> GIVEN REQUEST: In two sentences, summarize the review of Knowledge of God.
──────── SOURCE
Knowledge of God (Blackwell Great Debates in Philosophy). By Alvin Plantinga and Michael Tooley


Pp. ix, 270 , Oxford : Blackwell Publishing , 2008 , $34.95.

Plantinga's Evolutionary Argument Against Naturalism (EAAN), which he's been offering in various forms since Warrant and Proper Function, has drawn considerable attention over the last fifteen years. Some of this attention can be explained by the fact that, like most arguments worth discussing, determining how it ought to be formulated is just as difficult as evaluating its premises. The same explanation can be offered for the ink that's been spilled over the evidential problem of evil. Much of what makes Knowledge of God valuable, then, is that in it Plantinga and Tooley manage to shed a lot of light on how these arguments work, where their weaknesses are, and how they might be patched up in the face of some serious criticisms.
────────────────
──────── ENTRIES PROVIDED
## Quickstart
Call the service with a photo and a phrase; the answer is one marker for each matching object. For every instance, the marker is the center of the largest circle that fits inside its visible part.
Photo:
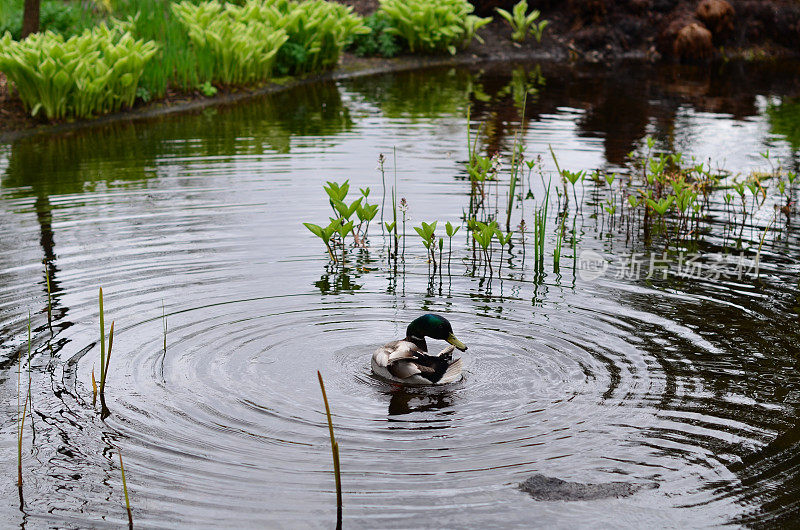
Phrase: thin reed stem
────────────────
──────── ENTRIES PROVIDED
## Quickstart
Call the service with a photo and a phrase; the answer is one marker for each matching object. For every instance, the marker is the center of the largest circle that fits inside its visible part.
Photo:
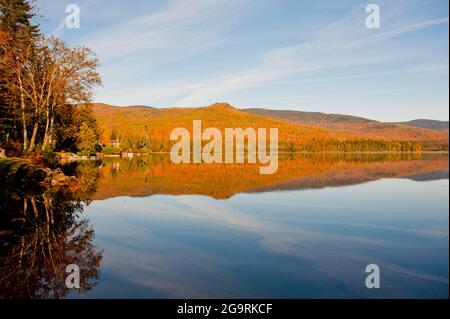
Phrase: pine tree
────────────────
> RESULT OF THIS TASK: Plantinga's Evolutionary Argument Against Naturalism, offered in various forms since Warrant and Proper Function, and the evidential problem of evil have drawn much attention, partly because deciding how to formulate each argument is as difficult as evaluating its premises. The book is valuable largely because Plantinga and Tooley clarify how these arguments work, where they are weak, and how they might be repaired in response to serious criticisms.